Point localization data
****************************************

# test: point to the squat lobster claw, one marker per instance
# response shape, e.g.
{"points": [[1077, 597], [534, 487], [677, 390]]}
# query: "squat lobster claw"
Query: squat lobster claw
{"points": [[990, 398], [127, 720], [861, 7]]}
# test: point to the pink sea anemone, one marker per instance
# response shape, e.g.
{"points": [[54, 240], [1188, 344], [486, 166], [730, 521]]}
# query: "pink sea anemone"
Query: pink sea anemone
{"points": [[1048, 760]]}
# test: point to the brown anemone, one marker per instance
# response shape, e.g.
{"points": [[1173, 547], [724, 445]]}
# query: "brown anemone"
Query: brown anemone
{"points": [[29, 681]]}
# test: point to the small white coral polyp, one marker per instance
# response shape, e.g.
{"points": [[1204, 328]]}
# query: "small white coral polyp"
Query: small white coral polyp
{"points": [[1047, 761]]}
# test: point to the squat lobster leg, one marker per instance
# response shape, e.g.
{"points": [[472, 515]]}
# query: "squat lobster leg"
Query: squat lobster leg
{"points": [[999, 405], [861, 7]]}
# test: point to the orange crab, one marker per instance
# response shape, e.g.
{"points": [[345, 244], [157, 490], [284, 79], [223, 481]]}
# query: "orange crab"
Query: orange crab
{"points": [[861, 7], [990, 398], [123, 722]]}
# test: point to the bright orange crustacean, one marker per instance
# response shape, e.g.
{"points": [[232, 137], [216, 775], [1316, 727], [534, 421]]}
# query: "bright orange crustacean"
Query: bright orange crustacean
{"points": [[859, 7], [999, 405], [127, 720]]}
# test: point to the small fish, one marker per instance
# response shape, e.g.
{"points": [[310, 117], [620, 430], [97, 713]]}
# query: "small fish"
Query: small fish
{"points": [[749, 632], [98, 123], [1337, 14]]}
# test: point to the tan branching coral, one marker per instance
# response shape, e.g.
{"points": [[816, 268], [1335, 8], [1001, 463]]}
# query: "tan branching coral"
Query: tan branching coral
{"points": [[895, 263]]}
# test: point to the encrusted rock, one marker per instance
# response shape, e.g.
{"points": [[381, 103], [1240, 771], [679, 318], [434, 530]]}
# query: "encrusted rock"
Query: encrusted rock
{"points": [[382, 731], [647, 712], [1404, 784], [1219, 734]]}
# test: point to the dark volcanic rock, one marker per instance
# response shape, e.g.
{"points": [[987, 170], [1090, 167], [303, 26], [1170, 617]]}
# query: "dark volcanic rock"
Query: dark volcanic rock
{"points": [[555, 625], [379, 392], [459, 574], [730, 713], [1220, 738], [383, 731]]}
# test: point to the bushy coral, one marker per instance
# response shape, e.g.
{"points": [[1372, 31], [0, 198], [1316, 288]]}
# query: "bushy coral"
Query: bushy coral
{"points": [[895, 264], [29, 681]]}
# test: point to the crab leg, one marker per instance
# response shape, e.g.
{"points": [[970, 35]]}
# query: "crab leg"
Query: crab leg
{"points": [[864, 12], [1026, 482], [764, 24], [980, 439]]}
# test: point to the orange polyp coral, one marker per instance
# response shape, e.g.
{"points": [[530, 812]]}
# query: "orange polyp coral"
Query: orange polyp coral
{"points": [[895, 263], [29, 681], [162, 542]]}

****************************************

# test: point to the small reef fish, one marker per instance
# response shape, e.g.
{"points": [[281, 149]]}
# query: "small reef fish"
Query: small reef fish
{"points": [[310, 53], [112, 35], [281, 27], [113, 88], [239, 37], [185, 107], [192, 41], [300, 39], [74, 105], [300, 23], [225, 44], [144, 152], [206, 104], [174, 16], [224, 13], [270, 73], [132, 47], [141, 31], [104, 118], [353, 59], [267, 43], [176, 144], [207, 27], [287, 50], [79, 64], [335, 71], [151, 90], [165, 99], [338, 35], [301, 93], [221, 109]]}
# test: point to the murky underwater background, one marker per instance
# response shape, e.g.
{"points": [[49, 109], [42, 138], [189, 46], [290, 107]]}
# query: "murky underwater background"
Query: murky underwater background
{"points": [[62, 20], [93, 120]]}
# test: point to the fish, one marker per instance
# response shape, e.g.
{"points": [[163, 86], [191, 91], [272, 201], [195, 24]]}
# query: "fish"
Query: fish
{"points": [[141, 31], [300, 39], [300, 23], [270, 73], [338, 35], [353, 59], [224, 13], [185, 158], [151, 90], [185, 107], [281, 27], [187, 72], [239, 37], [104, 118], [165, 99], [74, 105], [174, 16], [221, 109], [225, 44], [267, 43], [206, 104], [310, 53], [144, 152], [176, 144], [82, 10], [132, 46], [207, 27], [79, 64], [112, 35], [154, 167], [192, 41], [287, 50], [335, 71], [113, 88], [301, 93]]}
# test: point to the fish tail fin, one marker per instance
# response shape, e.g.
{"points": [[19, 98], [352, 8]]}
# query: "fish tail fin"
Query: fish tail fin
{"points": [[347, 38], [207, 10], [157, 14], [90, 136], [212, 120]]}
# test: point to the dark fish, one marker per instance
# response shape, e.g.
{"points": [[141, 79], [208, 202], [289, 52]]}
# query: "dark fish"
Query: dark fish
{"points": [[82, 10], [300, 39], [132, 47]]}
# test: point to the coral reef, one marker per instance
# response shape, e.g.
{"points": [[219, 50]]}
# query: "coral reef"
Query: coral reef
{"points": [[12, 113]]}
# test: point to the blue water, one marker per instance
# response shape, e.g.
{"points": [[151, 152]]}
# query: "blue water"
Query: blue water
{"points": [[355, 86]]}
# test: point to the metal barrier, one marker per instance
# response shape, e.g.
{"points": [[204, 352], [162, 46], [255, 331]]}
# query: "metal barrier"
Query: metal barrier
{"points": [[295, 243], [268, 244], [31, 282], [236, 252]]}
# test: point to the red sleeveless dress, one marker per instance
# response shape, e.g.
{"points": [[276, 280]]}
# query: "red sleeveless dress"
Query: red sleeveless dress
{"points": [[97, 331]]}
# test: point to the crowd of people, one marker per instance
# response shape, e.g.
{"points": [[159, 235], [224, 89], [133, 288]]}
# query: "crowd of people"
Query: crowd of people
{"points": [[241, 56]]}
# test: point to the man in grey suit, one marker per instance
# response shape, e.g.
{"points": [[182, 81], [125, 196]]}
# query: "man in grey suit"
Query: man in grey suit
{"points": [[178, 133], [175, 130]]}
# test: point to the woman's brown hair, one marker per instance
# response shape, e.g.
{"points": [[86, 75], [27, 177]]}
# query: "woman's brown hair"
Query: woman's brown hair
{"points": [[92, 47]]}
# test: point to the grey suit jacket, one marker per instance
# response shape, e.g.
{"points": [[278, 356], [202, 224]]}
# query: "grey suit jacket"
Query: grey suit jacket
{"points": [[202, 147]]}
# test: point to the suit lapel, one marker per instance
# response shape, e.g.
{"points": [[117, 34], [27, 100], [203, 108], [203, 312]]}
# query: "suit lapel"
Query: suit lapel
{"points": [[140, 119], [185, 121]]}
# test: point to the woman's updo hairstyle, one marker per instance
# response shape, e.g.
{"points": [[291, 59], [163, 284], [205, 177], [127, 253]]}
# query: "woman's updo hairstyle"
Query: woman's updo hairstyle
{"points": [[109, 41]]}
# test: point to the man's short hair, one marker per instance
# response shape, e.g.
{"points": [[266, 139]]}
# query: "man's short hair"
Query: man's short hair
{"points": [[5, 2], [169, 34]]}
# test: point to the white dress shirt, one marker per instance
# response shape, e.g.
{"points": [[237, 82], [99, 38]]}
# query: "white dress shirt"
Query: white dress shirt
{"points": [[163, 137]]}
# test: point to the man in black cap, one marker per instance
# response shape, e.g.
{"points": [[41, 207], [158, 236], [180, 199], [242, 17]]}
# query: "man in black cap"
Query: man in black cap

****************************************

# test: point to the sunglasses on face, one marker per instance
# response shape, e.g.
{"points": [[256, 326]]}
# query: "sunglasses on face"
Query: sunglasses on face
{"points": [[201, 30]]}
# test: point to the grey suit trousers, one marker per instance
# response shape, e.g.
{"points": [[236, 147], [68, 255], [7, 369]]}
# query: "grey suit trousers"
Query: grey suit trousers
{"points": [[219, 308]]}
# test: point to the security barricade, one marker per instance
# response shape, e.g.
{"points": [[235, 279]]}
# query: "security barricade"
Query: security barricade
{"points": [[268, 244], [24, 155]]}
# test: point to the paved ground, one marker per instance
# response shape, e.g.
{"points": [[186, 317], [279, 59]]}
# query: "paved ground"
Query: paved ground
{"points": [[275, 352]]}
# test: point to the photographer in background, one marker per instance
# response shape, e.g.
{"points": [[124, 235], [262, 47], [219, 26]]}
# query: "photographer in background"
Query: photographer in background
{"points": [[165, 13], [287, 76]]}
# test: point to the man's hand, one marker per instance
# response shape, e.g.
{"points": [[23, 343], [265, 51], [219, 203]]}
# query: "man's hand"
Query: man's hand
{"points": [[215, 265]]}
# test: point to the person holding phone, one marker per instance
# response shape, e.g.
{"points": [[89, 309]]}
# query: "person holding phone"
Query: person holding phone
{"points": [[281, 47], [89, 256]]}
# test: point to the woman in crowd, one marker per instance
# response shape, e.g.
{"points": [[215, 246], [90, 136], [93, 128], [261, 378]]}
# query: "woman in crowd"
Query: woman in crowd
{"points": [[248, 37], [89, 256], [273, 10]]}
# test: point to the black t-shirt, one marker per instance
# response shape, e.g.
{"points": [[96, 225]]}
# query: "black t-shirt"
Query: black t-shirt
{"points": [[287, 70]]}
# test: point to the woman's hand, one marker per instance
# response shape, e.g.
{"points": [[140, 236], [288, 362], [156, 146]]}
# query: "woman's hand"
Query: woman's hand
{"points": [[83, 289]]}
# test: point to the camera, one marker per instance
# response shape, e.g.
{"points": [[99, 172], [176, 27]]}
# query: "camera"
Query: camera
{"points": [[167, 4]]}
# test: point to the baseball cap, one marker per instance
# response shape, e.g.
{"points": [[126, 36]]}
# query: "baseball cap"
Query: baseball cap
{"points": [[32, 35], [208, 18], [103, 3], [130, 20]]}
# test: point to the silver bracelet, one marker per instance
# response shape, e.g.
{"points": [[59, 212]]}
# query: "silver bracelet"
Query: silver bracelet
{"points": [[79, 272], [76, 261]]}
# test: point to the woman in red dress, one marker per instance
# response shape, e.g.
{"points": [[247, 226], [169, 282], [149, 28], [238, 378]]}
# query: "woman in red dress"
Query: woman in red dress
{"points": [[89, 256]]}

****************************************

◆ **Exercise requirements**: All that belongs in your answer is the stretch of entries above from the line with "# test: point to the squat lobster claw, one" through the line with "# test: point to the brown", printed exactly.

◆ **Result of the task**:
# test: point to the squat lobster claw, one marker per instance
# response shape, e.g.
{"points": [[1077, 597], [534, 487], [677, 390]]}
# query: "squat lobster claw"
Query: squat lobster claw
{"points": [[990, 398], [127, 720], [861, 7]]}
# test: point to the pink sea anemone, one marker per instance
# response shape, e.g.
{"points": [[54, 240], [1188, 344], [486, 166], [730, 521]]}
# query: "pink sea anemone"
Query: pink sea anemone
{"points": [[1048, 760]]}
# test: point to the brown anemone, one marker per instance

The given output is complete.